PAGE TEXT:
# # #

# Need naming help, please?



## Packleader (Nov 27, 2007)

I think I like Mason.


----------



## Noey (Feb 26, 2009)

I love Gus, we had a Gus growing up.


----------



## fostermom (Sep 6, 2007)

I like Oliver. If he is anything like Gwen's Oliver (RIP), he will grow up to be a beautiful boy!


----------



## fuzzbuzz (Aug 3, 2008)

I like Oliver. It was on my list a year ago but was talked out of it. Didn't matter,
Sydney turned into Buzz. Also like one not on your list, Quiz.


----------



## Volpe (Feb 1, 2009)

I love the names Mason and Oliver. =]


----------



## Lucky's mom (Nov 4, 2005)

I like Lukas...because I like it. Hmmmmm maybe because its a little simular to "Lucky"


----------



## missmarstar (Jul 22, 2007)

I like Oliver.. and plan to name a future dog that


----------



## kobusclan6 (Feb 10, 2009)

# # #

DATA EXTRACT:
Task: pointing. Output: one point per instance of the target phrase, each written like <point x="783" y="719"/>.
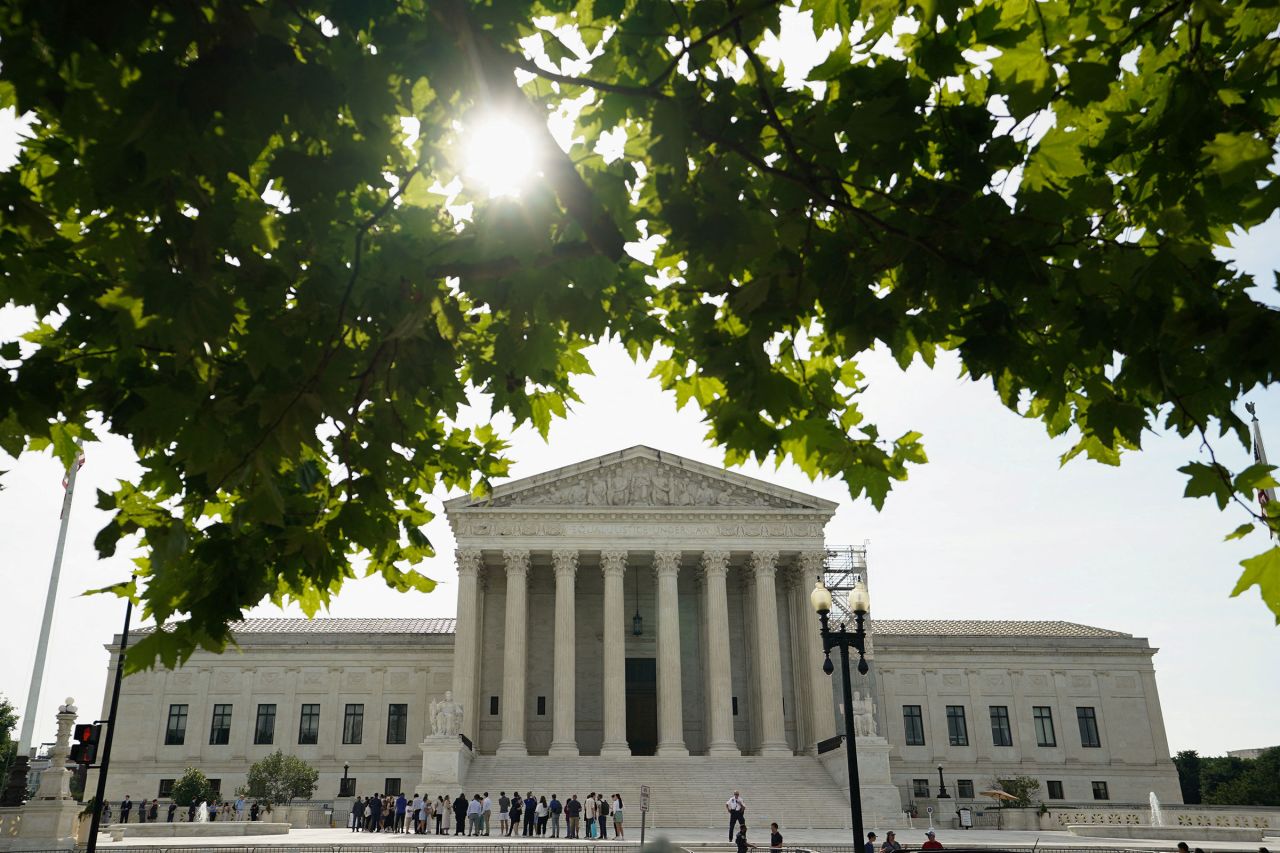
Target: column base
<point x="775" y="751"/>
<point x="512" y="749"/>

# # #

TASK REQUIREMENTS:
**a)** From the naming thread above, transcribe the passage starting at "## fostermom (Sep" and ending at "your list, Quiz.".
**b)** Using the naming thread above, decide whether each statement agrees with it. Answer yes or no, and quote the words that settle it. (i) Noey had a Gus while growing up. (ii) Volpe names only Mason as a favorite. (iii) fuzzbuzz had Oliver on a list a year earlier.
**c)** Translate this sentence from the naming thread above into Spanish: "I love Gus, we had a Gus growing up."

THE REPLIES:
**a)**
## fostermom (Sep 6, 2007)

I like Oliver. If he is anything like Gwen's Oliver (RIP), he will grow up to be a beautiful boy!


----------



## fuzzbuzz (Aug 3, 2008)

I like Oliver. It was on my list a year ago but was talked out of it. Didn't matter,
Sydney turned into Buzz. Also like one not on your list, Quiz.

**b)**
(i) Yes: "we had a Gus growing up."
(ii) No: "I love the names Mason and Oliver."
(iii) Yes: "It was on my list a year ago"

**c)** Me encanta Gus; tuvimos un Gus en nuestra infancia.